Excerpts from point annotation data:
______________________________
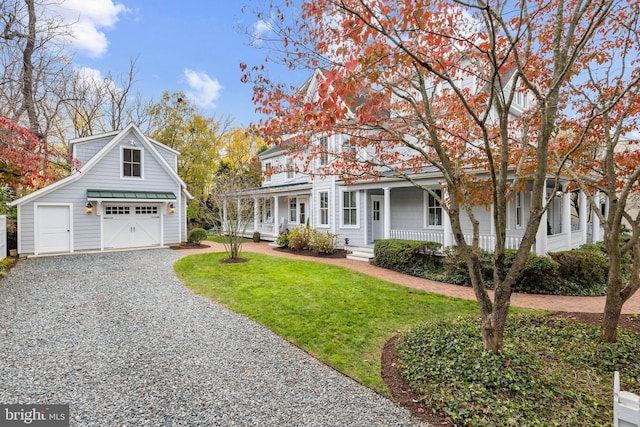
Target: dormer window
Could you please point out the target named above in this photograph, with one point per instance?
(521, 100)
(132, 162)
(324, 151)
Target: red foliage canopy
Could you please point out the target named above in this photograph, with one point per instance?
(28, 162)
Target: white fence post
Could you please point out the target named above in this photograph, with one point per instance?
(626, 406)
(3, 236)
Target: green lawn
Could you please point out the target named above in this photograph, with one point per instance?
(340, 316)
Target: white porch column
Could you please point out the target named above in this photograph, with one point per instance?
(256, 214)
(582, 213)
(387, 213)
(566, 219)
(224, 216)
(446, 224)
(541, 235)
(276, 217)
(595, 220)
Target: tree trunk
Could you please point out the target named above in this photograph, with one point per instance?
(612, 310)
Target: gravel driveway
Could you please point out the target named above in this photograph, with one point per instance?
(117, 336)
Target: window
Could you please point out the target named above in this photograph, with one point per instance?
(521, 99)
(346, 145)
(293, 205)
(324, 151)
(146, 210)
(116, 210)
(349, 208)
(324, 208)
(434, 210)
(131, 162)
(290, 170)
(519, 210)
(267, 172)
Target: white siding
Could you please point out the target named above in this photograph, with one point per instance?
(105, 175)
(84, 151)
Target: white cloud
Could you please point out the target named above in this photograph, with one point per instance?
(204, 90)
(88, 74)
(260, 28)
(86, 20)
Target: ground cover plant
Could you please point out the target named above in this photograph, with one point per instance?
(340, 316)
(551, 372)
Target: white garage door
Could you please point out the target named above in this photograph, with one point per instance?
(53, 232)
(131, 226)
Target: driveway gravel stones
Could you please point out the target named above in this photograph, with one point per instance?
(119, 338)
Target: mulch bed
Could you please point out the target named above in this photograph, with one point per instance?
(403, 395)
(189, 245)
(339, 253)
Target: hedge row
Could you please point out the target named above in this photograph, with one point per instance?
(580, 271)
(305, 238)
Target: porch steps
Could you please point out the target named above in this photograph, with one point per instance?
(360, 253)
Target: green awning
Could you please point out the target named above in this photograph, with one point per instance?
(119, 194)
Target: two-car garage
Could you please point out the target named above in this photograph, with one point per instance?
(131, 226)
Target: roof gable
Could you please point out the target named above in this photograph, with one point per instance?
(111, 145)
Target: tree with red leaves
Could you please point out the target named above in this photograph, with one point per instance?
(477, 90)
(26, 162)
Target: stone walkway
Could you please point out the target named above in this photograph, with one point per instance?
(540, 302)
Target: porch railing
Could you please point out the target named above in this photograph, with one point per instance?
(423, 236)
(485, 242)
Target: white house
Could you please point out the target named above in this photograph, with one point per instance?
(126, 194)
(391, 207)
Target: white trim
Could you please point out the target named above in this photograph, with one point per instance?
(425, 204)
(357, 207)
(133, 177)
(320, 224)
(19, 229)
(36, 231)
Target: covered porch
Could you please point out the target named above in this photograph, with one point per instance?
(406, 212)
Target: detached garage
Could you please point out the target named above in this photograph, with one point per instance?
(127, 194)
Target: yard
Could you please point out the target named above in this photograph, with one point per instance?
(344, 318)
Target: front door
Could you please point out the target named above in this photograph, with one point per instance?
(377, 217)
(54, 229)
(302, 212)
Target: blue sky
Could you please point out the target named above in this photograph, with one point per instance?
(195, 46)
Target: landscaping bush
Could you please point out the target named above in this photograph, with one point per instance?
(406, 256)
(585, 270)
(539, 379)
(300, 238)
(283, 239)
(324, 243)
(456, 271)
(539, 276)
(5, 264)
(197, 235)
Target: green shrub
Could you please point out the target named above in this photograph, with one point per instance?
(300, 238)
(456, 271)
(406, 256)
(197, 235)
(324, 243)
(585, 270)
(283, 239)
(539, 276)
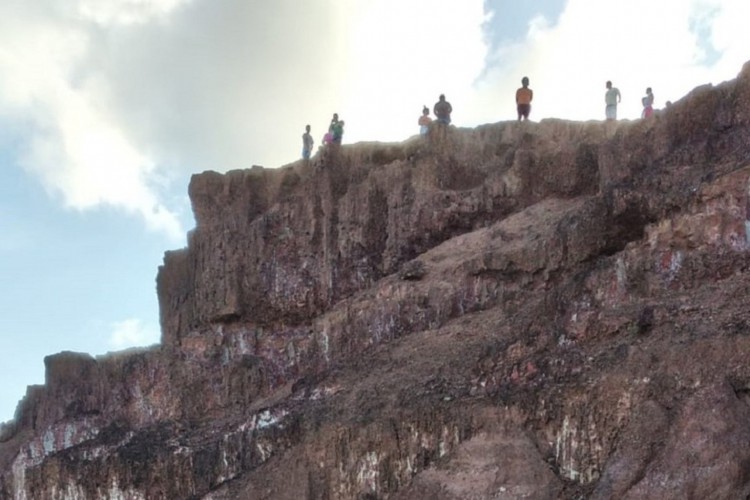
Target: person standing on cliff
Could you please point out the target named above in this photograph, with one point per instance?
(307, 143)
(443, 110)
(338, 131)
(424, 121)
(328, 137)
(648, 104)
(524, 95)
(611, 98)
______________________________
● Stated exercise: Reproduce the data word for word, beginning at the line containing "Target: landscaping bush" and continuing through the final line of the data, with both ends included. Omit the pictures from your copy.

● Completed exercise:
Target: landscaping bush
Could you please point out the target named above in this photograph, with one point per instance?
(406, 256)
(585, 270)
(539, 379)
(300, 238)
(283, 239)
(324, 243)
(456, 271)
(539, 276)
(5, 264)
(197, 235)
Target: green shrub
Could you please point out the target named above in this photograph, with one point per instance?
(300, 238)
(456, 271)
(406, 256)
(197, 235)
(324, 243)
(585, 270)
(283, 239)
(539, 276)
Target: person standing on cliff
Could you please point out the target named above in this photograph, with one point per instance?
(307, 143)
(443, 110)
(338, 131)
(424, 121)
(328, 137)
(648, 104)
(524, 95)
(611, 98)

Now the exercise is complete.